> _Written instruction_: In the dialogue below, who does the person who arrives late say they stopped off to have a beer with?

> _Text_:
━━━━━━━━━━━━━━━━

You and a furby don't count.

Now, will you just
give me your opinion?

Fine. I... I think
you're overreacting.

So she cheated at a board game.
That's not so terrible.

See? You just don't
get it, do you?

I've been with her
for six years.

I thought I knew her. I thought
I knew everything about her.

Now I feel like I
hardly know her at all.

I mean, if we went on
The Newlywed Game,

we'd... we'd come in last.

Actually first, because
she'd probably cheat.

This is just so weird.

I don't know what the
hell's going on here.

Wait a minute. I know
what the problem is.

What?

I made a comment to
Kelly last week,

and I think she
took it racially.

That's why she didn't invite me!

It was delicious fried chicken.

I shouldn't say anything?

Hey! Hey.

You're late. Yeah.

I just, uh, stopped off and
had a beer with Spence.

Oh, yeah? Yeah.

We were just talking,
just chit-chatting.

Do you know he's got
a third nipple?

Wow. That's a weird one.

Yeah. Threw me, too.

Listen, I'm, uh, kind of beat.

So I'm just gonna grab a beer

and hang out in the
living room till dinner.

You all right with that?

Sure. You can also
pee if you want.

You don't have to ask.

Ha. I might take you up on that.

Man, my pockets
are just stuffed.

So I'm gonna leave
everything here for now.

If that's all right, you know?

What have we got in here?
Gosh, I got some keys...

Well, what else? Ooh, Jolly Rancher gum.
Look at that.

You ever choose this stuff?
I know why he's jolly.

And all this bundle of cash.

Gosh, I don't even know how
much is there, you know?

Who's got time to
count nowadays?

Uh-huh.

Anyhoo, all right,
uh, so I'm gonna go

crash on the couch now.

You do what you gotta do,
and you and I we'll...

We'll regroup later, okay?

You got it, Butch.

Okay.

Hey!

What's up?

Forgot my beer. Nothing
like a little alcohol

to pull you under, huh?

I got a beer.

Oh, my God!

What are you doing?

I think the question is,
what are you doing?

I'm trying to cook dinner.

Oh, really? What are we
having, cash-foo-yung?

I was just moving your crap.
What the hell is going on?

Why are you watching me?
Because...

I saw you cheat at game night.

What? What are you
talking about?

That's crazy.

━━━━━━━━━━━━━━━━

> _Data section_:
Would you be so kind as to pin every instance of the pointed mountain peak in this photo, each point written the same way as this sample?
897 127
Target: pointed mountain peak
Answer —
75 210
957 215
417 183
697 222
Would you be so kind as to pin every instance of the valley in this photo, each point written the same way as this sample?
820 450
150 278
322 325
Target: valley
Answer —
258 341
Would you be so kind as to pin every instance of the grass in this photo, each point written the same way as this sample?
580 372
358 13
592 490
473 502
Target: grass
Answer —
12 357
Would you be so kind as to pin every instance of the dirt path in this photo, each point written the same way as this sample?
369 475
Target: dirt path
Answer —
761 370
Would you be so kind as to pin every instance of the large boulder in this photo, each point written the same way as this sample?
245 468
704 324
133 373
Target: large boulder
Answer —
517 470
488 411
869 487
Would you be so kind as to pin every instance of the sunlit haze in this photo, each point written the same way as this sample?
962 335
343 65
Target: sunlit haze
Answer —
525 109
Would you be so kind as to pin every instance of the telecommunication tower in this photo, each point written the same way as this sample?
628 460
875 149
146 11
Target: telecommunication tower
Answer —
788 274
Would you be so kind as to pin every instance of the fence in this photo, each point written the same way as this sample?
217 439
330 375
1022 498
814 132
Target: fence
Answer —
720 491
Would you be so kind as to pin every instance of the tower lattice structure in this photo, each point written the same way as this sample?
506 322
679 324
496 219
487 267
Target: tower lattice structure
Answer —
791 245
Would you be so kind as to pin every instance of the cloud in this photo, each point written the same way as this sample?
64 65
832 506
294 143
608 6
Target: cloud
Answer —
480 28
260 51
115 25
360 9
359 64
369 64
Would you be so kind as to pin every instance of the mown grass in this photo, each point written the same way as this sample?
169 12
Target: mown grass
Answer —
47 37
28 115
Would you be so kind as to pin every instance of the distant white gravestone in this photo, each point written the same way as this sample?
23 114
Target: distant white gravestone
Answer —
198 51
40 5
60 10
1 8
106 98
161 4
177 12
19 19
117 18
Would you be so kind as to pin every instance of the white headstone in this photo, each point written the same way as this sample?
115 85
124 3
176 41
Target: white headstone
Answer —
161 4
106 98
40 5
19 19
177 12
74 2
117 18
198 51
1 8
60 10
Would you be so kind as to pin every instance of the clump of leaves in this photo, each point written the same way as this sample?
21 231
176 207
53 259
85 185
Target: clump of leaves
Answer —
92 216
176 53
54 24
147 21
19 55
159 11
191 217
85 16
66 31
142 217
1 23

━━━━━━━━━━━━━━━━

> _Answer to the problem_: Spence